Segment Start: Provided data

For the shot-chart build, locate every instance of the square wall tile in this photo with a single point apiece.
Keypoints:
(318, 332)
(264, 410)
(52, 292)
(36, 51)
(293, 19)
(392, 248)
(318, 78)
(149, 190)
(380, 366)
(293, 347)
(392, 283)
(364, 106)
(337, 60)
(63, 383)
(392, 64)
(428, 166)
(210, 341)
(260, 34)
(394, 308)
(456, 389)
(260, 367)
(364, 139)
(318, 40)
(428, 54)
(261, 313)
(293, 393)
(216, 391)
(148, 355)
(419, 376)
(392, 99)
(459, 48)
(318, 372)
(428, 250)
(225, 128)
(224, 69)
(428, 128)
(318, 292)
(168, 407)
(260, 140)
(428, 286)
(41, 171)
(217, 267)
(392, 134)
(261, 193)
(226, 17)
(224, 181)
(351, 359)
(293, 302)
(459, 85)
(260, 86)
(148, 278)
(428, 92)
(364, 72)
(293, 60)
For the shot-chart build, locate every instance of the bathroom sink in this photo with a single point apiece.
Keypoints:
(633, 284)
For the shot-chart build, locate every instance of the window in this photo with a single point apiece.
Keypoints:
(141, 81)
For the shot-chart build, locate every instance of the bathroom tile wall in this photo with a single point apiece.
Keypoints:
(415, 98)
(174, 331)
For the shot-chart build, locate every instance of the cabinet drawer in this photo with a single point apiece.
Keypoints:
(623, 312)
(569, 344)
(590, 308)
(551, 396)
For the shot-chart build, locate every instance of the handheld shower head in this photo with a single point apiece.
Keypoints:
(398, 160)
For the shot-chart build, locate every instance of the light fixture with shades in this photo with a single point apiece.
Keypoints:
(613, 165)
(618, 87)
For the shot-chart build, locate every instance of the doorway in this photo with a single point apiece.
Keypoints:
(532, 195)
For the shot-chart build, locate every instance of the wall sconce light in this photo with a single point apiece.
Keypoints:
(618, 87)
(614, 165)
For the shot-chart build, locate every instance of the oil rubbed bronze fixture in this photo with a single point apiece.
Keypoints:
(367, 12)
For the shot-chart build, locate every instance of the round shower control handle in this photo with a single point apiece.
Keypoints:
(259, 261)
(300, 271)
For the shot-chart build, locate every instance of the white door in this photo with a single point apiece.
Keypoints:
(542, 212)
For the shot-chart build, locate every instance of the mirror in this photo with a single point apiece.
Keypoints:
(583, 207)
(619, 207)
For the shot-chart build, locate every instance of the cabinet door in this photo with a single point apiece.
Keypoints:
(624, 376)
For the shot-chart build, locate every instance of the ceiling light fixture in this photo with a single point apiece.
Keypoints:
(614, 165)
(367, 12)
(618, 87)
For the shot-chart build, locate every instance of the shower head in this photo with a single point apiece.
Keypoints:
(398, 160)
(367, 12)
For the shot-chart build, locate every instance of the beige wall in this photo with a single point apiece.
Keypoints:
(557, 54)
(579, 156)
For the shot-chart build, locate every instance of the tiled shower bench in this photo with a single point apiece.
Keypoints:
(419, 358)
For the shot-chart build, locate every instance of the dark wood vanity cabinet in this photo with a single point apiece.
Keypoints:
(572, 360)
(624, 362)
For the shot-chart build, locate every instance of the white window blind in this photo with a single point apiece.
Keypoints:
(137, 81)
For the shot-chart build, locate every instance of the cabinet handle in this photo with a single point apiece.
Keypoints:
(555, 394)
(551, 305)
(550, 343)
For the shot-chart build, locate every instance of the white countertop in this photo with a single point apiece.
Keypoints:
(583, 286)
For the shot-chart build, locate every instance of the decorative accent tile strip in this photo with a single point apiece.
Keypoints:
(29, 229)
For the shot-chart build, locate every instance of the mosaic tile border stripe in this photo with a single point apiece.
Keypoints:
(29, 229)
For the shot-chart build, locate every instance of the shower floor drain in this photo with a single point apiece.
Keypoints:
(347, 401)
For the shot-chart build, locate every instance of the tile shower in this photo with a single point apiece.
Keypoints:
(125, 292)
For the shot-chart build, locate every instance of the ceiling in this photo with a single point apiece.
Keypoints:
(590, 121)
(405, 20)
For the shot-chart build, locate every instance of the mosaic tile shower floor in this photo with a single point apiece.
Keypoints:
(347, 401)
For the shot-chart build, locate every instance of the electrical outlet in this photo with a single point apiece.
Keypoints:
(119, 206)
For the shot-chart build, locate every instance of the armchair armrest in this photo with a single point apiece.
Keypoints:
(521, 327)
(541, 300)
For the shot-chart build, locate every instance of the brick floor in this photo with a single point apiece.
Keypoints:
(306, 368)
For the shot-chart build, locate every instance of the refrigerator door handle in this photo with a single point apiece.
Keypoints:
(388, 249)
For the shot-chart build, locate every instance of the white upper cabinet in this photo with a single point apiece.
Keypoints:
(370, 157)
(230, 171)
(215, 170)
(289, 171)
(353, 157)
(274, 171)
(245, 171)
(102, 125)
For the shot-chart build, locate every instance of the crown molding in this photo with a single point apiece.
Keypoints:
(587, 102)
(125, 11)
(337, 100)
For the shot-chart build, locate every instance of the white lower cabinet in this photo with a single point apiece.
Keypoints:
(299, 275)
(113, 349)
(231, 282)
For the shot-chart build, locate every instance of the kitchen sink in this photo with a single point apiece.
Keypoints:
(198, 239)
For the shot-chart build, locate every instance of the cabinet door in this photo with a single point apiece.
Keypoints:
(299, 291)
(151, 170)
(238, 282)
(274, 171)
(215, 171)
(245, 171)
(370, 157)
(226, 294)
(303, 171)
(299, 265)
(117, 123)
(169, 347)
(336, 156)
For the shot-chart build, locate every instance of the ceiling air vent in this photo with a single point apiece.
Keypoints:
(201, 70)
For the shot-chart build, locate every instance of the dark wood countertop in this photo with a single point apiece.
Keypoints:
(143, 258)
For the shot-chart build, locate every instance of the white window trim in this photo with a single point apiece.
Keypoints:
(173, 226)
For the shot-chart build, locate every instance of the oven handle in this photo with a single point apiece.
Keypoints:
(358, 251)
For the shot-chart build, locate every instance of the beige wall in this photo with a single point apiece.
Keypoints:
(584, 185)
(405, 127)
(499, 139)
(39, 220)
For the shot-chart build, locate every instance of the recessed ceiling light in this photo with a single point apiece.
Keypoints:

Segment End: Provided data

Gather all lines from the records above in which "mosaic" appears.

For the shot-chart build, locate every instance of the mosaic tile border stripe in this photo with a single point apiece.
For the shot-chart build, locate every instance of the mosaic tile shower floor in this photo with a single point apiece.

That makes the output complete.